• **Text excerpt**:
Top Ten Things You May Hear if Tiger Woods Returns to Play at The Masters

Tiger Woods plans to return to golf in 2010 at The Masters

UPDATE 3/16/10 – Tiger Woods announced in a statement released earlier today that he WILL in fact be returning to play at the 2010 Masters in Augusta! Read the full, unedited statement HERE.

According to a report from the Associated Press, two sources have stated that Tiger Woods’ return to professional golf will be none other than The Masters!  It is impossible to imagine what this otherworldly circus will be like, but “The Sports Guy” Bill Simmons (one of my favorite writers) has an idea of the kind of unprecedented comeback Tiger is facing.

In anticipation of what now seems like a probable reality, I would like to present my top ten list of things you may hear during the broadcast if Tiger Woods returns from his self-imposed exile to play at The Masters.

10. “There it is, a sin for the ages!”

9. “An interesting side note as Tiger is presented yet another green jacket.  He will also be receiving a replacement for two of his previous green jackets.  His spokesman mentioned something about stains.”

8. “It looks like Tiger and his caddy Steve Williams are going over yardage for this crucial approach.  Excuse me Jim, that’s actually Tiger’s little black book.”

• **Job 1**: Rewrite the Tiger Woods piece starting at the words "UPDATE 3/16/10 –" and stopping after "unedited statement HERE.", replacing "Augusta" with "Georgia".
• **Job 2**: Return every line of the records below that contains the word "surface".

Location labeling records
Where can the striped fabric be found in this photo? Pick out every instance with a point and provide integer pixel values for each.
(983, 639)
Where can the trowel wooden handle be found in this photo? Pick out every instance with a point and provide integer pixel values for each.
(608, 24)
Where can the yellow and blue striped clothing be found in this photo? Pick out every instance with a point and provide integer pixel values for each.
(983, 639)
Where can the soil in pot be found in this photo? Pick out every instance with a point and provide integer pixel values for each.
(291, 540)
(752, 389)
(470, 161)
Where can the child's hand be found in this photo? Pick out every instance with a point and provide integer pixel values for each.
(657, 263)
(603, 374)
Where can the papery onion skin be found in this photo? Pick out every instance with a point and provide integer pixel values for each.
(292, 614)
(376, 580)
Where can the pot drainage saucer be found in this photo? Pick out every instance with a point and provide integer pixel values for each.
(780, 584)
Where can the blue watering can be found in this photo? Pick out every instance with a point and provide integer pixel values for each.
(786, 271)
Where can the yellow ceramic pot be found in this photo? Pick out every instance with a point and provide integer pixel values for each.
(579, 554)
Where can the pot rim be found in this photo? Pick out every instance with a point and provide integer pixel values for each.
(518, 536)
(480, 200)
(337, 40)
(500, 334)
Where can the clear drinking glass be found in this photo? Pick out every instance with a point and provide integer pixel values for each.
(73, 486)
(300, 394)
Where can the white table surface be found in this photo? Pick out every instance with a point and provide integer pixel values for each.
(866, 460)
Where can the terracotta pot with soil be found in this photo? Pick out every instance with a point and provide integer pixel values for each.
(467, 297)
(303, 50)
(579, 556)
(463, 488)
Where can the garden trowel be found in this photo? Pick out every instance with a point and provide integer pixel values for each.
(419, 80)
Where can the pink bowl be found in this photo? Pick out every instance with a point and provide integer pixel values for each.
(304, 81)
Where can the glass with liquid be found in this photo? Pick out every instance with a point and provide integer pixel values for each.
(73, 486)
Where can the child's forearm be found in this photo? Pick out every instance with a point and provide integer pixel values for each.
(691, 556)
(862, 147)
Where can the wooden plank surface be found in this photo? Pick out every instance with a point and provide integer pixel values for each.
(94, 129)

• **Complete response 1**:
UPDATE 3/16/10 – Tiger Woods announced in a statement released earlier today that he WILL in fact be returning to play at the 2010 Masters in Georgia! Read the full, unedited statement HERE.

• **Complete response 2**:
Where can the white table surface be found in this photo? Pick out every instance with a point and provide integer pixel values for each.
Where can the wooden plank surface be found in this photo? Pick out every instance with a point and provide integer pixel values for each.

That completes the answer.